__SOURCE MATERIAL__.
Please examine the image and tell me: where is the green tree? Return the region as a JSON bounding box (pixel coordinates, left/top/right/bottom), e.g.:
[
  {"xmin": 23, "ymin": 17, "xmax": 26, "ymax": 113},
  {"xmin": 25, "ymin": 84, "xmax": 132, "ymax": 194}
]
--
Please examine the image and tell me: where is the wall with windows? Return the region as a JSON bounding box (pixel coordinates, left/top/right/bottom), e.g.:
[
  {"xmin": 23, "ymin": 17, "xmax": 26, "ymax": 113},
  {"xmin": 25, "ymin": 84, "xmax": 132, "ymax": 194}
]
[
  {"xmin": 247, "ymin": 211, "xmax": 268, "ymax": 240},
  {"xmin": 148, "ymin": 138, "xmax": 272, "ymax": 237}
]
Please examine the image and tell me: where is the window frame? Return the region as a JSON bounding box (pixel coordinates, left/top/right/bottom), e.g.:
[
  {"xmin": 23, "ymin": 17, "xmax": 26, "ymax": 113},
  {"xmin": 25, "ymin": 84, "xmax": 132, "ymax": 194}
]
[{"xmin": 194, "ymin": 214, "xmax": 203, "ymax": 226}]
* * *
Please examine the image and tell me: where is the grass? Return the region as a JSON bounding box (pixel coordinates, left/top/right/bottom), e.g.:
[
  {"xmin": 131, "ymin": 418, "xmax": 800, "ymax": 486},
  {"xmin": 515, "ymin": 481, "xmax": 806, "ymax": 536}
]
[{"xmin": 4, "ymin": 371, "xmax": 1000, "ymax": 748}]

__PROBLEM TO SOLVE__.
Filter on the word "JSON": copy each matching line from the entries above.

__EXERCISE RESULT__.
Please examine the image and tell me: where is the green tree? Return the region as a JSON bounding box (pixel coordinates, left/top/right/bottom), e.g.:
Please examine the image and tell me: where is the wall with windows? Return the region as a JSON bounding box (pixel coordinates, left/top/right/bottom), e.g.:
Please examine the image and tell me: where is the window frame? Return the region as a JSON bounding box (pixel coordinates, left/top/right/bottom), e.g.:
Please examine the image and tell me: where is the grass? Return the region as a JSON bounding box (pixel coordinates, left/top/right/bottom), e.g.:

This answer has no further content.